Referring expression pointing data:
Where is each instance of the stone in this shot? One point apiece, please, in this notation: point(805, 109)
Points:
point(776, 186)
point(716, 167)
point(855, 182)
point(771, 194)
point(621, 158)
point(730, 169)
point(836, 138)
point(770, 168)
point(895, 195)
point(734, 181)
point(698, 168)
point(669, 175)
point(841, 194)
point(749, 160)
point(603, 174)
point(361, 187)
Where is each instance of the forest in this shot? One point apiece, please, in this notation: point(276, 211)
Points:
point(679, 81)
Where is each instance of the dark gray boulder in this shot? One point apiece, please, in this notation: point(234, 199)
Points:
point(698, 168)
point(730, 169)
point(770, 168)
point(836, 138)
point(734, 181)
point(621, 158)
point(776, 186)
==
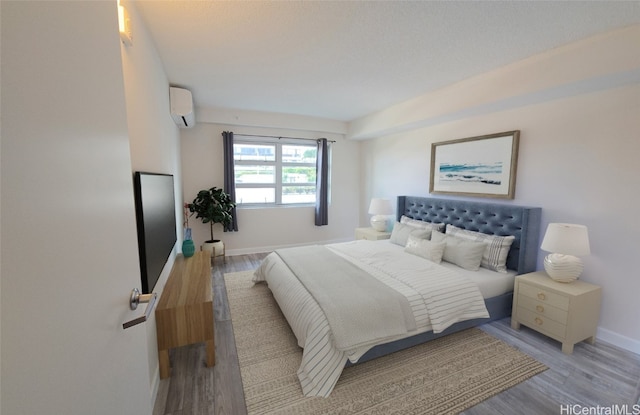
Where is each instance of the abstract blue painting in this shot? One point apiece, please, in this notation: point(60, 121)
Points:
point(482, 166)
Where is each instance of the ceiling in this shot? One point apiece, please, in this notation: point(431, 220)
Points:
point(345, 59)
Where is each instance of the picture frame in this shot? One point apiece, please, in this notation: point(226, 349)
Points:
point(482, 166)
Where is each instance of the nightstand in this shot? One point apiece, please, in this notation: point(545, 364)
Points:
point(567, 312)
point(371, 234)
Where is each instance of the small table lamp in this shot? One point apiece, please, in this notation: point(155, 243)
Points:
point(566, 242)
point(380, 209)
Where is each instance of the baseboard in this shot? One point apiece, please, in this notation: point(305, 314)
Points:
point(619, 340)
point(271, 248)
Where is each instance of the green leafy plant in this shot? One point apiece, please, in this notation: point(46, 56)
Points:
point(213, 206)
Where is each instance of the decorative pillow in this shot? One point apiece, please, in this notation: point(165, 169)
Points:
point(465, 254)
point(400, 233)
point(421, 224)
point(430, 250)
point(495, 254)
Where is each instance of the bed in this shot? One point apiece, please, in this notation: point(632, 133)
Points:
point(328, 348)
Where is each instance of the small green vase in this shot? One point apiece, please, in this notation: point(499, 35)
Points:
--
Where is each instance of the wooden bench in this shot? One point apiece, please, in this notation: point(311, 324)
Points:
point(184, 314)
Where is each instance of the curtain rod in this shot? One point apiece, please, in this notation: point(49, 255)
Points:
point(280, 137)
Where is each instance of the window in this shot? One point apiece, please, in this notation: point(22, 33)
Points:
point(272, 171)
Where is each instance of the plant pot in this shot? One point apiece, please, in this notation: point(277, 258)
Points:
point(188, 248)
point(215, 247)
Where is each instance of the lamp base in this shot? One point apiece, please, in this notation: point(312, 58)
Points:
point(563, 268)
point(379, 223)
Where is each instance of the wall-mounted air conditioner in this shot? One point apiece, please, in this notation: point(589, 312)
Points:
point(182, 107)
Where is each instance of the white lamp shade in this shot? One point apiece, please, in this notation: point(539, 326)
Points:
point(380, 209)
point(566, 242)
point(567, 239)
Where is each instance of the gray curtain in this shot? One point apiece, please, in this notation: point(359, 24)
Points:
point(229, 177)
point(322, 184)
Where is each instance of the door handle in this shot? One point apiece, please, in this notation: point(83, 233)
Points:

- Work task:
Look through the entries for the string "green". Every line that has it belongs in the answer.

- Answer section:
Where is each instance of the green leafy plant in this shot? One point apiece, please, in this notation: point(46, 56)
Where is each instance of the small green vase in this shot? One point apiece, please, in this notation: point(499, 35)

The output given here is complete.